**ARTICLE**:
☆ ☆ ☆ ☆ ☆
Now i really dig the guys and girls over at WotC that are gamers at heart, but i have this little problem with the bean pushers so to speak...


----------



## Sm!rk (Aug 15, 2002)

*Re: minor update from mynex..pass the word along.*



			
				Leopold said:
			
		

> *Code Wise: All random functiond (Dice Rolling) is
> considered 'insteractive' and to be D20 licensed that can't be, but
> if it's just OGL compliancy then we can. ALL references to
> mechanics MUST be removed from Code to be compliant, so they go into
> ...




Ok, if it can't be interactive, how does moving it out of the Java code and putting it into lst or xml "code" make it acceptable? Am I splitting hairs or missing something?



> *
> cool and EASY to deal with about this, especially Anthony Valterra,
> the man sought US out to talk to us when he didn't need to.
> *




Beware wolves in sheep's clothing, or is it beware those bearing gifts? One of them is apprioprate here


----------



## smetzger (Aug 15, 2002)

*Re: minor update from mynex..pass the word along.*



			
				Leopold said:
			
		

> * Code Wise: All random functiond (Dice Rolling) is
> considered 'insteractive' and to be D20 licensed that can't be, but
> if it's just OGL compliancy then we can.  *




Thats a much more restrictive definition than the d20 license:


> ·	"Interactive Game": means a piece of computer gaming software that is designed to accept inputs from human players or their agents, and use rules to resolve the success or failure of those inputs, and return some indication of the results of those inputs to the users.




So, I don't believe that PCGen has ever "resolved the success or failure" of an input.  Rolling attributes is hardly a success or a failure.

However, one thing that is not in the SRD that is kind of necessary for a character generation program is Table 3-2 on p.22 of the PHB.  Shows, XP, max class and cross class skill points (these may be somewhere else), when feats are rewarded, and when ability score increases.  You can't use that information in an OGL product or a d20 product.

As I see it PCGen can go a couple of routes.
1) Thumb their nose at WOTC and all d20 companies and continue on.  They may not even be breaking any laws by doing this since game mechanics are not copyrightable.
2) Get permission from every copyright holder before using their material.
3) Separate everything into data or code.  Release the data as d20 or OGL and release the program under whatever license they want to.


----------



## Twin Rose (Aug 15, 2002)

*Re: Re: Re: Three companies?*



			
				Cergorach said:
			
		

> *
> 
> No offense Twin, but whether or not they HAVE to follow the OGL is debateble, only way to set things straight is to go to court. The problem is that in the US right and wrong are decided by who has the most money, and the folks over at PcGen are piss poor in comperison to WotC. In other words they have no other option than accept every which way the wind blows...
> *




No, it's not debatable.  If someone releases their content under the Open Gaming License, they have a reasonable belief that it is safeguarded by the Open Gaming License.  The legality is ther,e and we've all been dealing with WOTC enough lately to know that it is, and aren't going to bother fighting about it.
☆ ☆ ☆ ☆ ☆
**GOAL OF THE EXERCISE**: According to the forum thread, which table from the PHB is missing from the SRD but is needed for a character generation program?

(Object pointing dataset rows)
☆ ☆ ☆ ☆ ☆
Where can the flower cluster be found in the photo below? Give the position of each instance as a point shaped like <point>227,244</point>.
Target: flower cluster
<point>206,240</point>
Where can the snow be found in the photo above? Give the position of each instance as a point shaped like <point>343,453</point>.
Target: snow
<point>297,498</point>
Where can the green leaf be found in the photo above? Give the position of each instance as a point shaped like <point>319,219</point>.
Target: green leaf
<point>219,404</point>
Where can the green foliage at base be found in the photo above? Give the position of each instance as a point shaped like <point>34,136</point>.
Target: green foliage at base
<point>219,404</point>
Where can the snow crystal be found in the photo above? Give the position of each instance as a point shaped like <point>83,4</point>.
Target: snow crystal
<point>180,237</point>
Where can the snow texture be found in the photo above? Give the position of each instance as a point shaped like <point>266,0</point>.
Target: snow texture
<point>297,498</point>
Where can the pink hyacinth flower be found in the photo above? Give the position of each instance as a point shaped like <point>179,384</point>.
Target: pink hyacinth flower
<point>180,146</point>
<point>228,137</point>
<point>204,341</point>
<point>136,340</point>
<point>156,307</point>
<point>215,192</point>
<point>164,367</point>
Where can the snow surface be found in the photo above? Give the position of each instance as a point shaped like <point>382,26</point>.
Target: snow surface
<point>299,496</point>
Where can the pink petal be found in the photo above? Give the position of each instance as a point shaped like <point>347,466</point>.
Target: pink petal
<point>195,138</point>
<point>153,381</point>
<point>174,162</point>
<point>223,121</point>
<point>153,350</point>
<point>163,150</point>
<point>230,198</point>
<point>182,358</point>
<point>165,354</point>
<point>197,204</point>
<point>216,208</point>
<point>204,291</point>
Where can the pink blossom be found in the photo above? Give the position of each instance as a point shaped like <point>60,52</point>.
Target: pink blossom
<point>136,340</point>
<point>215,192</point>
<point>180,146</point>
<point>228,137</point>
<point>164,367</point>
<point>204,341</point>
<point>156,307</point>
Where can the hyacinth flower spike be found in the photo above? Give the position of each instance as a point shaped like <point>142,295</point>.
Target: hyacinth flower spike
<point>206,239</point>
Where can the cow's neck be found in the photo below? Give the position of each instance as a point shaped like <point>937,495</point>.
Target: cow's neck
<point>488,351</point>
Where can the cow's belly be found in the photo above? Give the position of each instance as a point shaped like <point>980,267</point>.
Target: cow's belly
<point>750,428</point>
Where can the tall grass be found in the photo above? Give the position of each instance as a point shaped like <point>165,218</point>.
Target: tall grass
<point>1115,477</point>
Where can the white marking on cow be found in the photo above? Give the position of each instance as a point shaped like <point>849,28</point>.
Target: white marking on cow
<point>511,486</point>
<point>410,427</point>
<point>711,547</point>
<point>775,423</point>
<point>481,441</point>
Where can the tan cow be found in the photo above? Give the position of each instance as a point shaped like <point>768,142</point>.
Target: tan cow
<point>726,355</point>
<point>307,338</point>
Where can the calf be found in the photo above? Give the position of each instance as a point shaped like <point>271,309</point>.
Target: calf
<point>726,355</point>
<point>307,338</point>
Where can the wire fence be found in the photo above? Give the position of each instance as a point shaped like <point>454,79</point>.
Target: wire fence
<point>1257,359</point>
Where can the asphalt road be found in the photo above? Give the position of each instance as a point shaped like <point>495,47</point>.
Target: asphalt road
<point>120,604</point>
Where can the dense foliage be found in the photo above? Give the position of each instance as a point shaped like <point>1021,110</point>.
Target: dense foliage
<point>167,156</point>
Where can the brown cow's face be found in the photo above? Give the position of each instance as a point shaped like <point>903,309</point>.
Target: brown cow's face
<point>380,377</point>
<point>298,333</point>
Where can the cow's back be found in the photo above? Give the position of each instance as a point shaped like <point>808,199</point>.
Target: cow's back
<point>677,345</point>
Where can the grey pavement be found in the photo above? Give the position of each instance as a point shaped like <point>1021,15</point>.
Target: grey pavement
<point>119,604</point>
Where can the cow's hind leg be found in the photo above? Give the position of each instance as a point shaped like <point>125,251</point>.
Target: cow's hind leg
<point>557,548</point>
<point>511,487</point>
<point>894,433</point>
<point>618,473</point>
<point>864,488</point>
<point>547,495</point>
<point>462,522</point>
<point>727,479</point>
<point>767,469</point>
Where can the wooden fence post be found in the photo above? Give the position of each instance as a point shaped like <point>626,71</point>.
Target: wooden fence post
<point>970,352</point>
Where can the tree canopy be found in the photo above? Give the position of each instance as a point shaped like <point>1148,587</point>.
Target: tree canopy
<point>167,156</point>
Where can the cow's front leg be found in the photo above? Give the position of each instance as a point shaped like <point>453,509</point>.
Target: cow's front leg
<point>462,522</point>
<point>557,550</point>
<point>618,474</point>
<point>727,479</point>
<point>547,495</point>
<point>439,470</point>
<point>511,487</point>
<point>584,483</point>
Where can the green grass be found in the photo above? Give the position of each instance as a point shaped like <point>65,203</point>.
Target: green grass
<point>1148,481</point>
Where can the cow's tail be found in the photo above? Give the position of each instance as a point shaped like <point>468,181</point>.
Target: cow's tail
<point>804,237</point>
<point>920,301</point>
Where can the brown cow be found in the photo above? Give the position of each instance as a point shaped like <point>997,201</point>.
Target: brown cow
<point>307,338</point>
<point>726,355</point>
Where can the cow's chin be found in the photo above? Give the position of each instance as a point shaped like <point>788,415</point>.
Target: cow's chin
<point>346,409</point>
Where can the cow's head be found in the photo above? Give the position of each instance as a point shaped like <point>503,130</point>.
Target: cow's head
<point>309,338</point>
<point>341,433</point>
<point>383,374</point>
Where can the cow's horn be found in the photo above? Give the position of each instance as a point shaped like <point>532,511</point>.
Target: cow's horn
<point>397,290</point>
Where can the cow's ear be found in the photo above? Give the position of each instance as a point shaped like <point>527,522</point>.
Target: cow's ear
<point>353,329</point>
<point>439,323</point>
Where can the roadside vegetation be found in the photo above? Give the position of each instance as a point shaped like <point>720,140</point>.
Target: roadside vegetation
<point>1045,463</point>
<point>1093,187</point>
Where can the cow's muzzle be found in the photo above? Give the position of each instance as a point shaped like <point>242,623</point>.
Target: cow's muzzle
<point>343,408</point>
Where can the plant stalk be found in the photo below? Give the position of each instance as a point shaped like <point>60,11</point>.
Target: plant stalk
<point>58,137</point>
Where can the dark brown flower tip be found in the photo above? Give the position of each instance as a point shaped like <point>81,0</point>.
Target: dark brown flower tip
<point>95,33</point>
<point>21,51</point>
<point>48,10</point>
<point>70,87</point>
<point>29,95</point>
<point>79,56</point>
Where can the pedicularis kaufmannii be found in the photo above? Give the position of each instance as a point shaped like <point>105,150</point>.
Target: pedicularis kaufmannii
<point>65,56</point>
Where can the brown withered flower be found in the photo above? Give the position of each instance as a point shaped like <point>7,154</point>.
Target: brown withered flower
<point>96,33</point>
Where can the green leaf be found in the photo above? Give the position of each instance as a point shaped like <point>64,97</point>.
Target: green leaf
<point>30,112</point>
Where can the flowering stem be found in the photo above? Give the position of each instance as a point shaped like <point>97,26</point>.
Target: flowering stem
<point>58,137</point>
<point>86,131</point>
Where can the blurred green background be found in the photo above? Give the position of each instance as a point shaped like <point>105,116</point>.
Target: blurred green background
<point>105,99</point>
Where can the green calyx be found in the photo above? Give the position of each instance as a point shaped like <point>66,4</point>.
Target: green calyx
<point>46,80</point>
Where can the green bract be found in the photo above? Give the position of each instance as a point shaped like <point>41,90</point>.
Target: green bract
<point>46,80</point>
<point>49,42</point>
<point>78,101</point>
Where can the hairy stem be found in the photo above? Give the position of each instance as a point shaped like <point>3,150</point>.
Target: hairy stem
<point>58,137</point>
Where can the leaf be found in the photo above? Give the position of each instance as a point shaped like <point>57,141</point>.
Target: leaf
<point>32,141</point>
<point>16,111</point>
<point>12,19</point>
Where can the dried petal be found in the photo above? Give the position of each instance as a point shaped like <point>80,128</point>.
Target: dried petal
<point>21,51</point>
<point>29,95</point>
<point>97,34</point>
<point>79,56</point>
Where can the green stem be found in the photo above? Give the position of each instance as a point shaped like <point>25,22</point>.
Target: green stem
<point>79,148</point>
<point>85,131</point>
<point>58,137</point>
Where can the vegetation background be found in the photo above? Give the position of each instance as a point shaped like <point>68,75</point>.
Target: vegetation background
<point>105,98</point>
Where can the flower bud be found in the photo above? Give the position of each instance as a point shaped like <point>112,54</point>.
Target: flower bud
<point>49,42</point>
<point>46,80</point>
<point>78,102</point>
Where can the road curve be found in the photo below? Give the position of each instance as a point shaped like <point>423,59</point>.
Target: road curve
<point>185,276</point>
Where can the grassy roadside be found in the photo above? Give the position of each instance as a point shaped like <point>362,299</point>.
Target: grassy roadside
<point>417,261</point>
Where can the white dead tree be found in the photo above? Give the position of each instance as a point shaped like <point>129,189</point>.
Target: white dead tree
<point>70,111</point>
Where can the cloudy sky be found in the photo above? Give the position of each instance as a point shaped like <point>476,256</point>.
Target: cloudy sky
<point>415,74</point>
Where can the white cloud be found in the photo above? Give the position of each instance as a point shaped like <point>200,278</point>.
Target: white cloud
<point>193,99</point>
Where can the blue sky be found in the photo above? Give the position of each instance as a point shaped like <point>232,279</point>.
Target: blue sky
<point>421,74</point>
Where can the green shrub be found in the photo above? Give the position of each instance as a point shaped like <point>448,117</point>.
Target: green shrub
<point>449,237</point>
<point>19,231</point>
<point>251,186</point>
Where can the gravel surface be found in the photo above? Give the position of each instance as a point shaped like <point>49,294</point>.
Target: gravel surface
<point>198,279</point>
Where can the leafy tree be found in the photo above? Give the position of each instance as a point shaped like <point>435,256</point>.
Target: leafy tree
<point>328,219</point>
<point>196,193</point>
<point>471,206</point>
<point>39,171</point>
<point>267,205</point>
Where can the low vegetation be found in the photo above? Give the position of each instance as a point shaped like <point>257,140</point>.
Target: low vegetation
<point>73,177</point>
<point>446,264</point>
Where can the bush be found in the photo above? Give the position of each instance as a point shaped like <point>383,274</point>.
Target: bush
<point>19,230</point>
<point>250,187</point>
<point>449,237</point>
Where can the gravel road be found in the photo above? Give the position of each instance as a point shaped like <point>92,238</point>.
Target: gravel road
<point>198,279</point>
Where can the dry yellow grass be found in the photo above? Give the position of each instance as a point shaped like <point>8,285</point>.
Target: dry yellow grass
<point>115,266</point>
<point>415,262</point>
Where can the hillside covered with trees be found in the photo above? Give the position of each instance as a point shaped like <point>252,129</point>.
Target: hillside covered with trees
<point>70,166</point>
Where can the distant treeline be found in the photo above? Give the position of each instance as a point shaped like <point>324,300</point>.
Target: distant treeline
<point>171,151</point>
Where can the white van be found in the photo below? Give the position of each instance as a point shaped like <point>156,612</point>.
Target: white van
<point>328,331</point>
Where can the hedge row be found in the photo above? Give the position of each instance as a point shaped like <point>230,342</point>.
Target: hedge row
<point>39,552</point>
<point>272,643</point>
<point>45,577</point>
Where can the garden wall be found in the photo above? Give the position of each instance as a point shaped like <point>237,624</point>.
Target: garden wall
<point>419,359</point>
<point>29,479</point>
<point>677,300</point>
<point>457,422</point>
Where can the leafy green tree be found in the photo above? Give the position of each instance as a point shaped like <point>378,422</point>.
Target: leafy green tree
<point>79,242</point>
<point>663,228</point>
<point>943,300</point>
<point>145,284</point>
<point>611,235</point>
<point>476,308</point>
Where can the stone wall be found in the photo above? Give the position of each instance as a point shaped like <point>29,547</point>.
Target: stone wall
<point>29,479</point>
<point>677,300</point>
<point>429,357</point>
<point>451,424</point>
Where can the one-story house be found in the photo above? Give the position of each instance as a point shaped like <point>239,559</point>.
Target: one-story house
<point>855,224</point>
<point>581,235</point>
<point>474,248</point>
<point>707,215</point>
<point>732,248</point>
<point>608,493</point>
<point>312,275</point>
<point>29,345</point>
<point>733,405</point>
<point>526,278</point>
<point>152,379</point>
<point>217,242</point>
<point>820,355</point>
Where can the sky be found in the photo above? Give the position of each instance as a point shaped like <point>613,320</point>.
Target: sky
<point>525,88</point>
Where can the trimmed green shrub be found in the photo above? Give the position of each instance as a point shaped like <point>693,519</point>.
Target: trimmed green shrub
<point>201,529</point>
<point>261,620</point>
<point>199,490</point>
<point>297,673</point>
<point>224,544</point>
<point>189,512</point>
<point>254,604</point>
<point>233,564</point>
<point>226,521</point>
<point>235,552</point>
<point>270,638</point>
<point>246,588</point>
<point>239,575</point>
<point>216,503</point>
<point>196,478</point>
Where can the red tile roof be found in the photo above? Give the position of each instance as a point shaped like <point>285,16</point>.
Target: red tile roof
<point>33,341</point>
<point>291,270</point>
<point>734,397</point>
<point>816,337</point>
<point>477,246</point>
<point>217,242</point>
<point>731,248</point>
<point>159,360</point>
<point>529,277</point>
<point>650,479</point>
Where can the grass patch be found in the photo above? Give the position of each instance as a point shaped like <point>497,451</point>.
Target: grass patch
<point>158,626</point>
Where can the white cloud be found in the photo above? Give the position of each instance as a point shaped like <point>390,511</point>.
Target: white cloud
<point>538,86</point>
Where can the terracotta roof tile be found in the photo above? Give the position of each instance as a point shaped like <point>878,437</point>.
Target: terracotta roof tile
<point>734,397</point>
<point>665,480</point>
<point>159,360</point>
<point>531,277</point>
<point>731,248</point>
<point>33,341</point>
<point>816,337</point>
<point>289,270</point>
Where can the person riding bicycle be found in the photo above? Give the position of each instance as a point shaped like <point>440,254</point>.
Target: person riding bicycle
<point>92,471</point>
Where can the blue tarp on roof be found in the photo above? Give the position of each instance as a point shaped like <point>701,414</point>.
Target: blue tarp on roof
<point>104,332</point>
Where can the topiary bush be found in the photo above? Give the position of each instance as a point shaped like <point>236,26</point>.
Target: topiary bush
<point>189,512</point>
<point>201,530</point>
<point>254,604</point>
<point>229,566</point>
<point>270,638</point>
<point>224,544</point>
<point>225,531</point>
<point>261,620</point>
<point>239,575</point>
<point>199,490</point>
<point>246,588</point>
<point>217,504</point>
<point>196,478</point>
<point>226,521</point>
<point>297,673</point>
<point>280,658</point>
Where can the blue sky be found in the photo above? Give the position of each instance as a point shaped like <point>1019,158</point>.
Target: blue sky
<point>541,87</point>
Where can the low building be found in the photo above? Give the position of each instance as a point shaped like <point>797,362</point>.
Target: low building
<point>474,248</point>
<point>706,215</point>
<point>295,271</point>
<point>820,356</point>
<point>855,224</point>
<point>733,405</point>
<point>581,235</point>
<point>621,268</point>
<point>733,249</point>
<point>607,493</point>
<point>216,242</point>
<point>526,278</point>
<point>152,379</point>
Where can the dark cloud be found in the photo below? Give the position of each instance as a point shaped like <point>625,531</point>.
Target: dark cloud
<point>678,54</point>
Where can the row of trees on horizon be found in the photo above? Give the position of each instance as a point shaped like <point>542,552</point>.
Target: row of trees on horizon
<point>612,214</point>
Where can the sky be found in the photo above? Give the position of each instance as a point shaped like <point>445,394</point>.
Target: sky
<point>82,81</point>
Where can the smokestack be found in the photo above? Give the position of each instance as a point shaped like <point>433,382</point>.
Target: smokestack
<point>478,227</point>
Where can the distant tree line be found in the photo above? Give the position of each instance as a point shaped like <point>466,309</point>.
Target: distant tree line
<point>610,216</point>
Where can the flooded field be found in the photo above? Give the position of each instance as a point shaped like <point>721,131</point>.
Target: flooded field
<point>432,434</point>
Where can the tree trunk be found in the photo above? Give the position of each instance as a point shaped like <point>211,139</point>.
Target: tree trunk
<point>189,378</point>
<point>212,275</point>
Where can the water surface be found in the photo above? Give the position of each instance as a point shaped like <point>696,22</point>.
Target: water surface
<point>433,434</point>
☆ ☆ ☆ ☆ ☆
**FULL OUTPUT**: Table 3-2 on p.22 of the PHB.